### EXERCISE INSTRUCTIONS
Extract the items verbatim, from the very start through the line containing "x=95, y=487", both ends included. Omit the pictures from your answer.

### PROVIDED DATA
## Start

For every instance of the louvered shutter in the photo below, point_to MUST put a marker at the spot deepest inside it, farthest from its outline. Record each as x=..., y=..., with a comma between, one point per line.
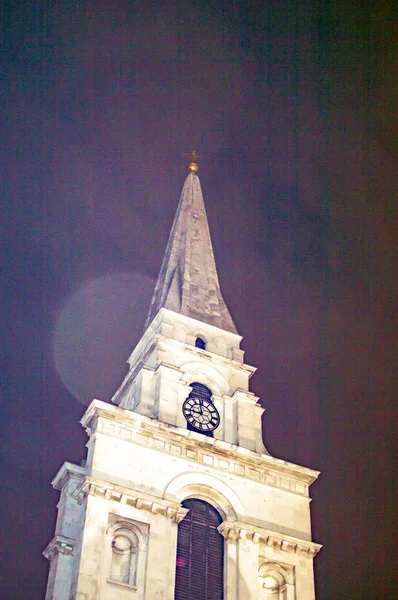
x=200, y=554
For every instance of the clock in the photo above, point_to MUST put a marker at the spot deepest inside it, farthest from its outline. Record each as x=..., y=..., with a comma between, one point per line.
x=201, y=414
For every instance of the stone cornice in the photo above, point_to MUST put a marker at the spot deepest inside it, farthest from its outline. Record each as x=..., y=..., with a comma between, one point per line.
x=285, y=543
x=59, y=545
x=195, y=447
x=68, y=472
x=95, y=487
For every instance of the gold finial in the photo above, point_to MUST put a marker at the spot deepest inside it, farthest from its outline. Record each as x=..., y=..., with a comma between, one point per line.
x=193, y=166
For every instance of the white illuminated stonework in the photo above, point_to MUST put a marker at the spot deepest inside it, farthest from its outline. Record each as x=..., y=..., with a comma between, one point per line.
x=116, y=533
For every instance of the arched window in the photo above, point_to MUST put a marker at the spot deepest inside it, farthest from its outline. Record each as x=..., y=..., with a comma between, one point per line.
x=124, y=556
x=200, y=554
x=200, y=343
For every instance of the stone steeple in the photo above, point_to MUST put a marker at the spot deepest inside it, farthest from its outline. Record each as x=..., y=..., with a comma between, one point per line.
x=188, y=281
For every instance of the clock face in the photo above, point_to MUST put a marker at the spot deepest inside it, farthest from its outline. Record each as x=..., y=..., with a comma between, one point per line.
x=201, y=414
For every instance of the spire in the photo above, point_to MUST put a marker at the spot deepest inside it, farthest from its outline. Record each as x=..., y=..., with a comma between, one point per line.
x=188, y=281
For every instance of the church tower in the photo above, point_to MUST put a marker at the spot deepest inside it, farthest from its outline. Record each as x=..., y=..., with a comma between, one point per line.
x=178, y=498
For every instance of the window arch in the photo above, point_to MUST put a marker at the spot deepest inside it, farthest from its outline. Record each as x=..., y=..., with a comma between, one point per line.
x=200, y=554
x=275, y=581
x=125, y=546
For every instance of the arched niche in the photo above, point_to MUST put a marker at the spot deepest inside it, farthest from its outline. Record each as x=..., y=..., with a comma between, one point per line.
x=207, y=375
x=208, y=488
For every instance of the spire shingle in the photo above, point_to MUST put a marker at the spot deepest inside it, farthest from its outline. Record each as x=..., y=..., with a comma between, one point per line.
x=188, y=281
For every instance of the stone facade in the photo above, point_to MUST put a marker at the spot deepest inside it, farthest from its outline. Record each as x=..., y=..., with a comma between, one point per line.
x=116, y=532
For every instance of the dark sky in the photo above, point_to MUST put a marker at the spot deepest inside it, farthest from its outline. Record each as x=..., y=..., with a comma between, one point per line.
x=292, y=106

## End

### RESULT OF THIS EXERCISE
For every instance of the louvered shutter in the photo below, point_to MUST put a marker at the spot deepest inside it, farthest from its outline. Record each as x=..., y=..., with a comma between, one point per line.
x=200, y=554
For every instance of the clock in the photo above, point_to MUST put a marker at the spot deepest inside it, farthest from its outline. Record each as x=..., y=..., with a comma between, one point per line.
x=201, y=414
For every instance of the stone cornice in the photo above, point_to MUST put a marker at the spot deepest inside it, farthest from its outline. Record each as x=..., y=..., with a comma between, one point per line.
x=285, y=543
x=59, y=545
x=195, y=447
x=68, y=472
x=95, y=487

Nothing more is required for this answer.